WORK TO COMPLETE: Give back the full listing, character for character, with no pictures.
-- PROVIDED RECORDS start --
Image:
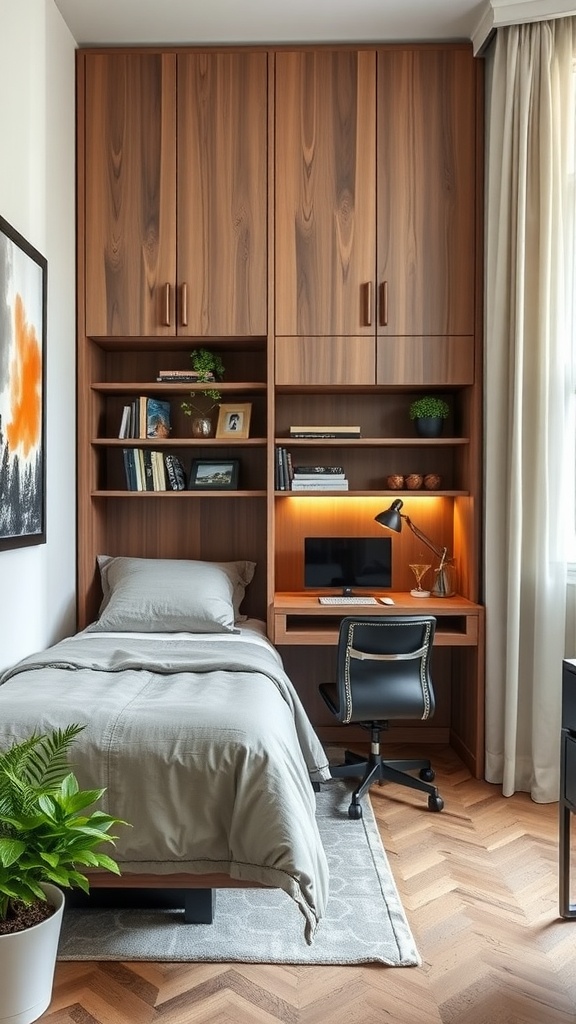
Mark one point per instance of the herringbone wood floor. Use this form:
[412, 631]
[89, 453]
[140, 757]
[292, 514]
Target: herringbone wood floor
-- PROVIDED RECORDS end --
RESULT OF THIS TASK:
Image:
Mark one point per instance of the herringbone wood floor. Use this form:
[412, 631]
[89, 453]
[140, 757]
[292, 514]
Target: herringbone wood floor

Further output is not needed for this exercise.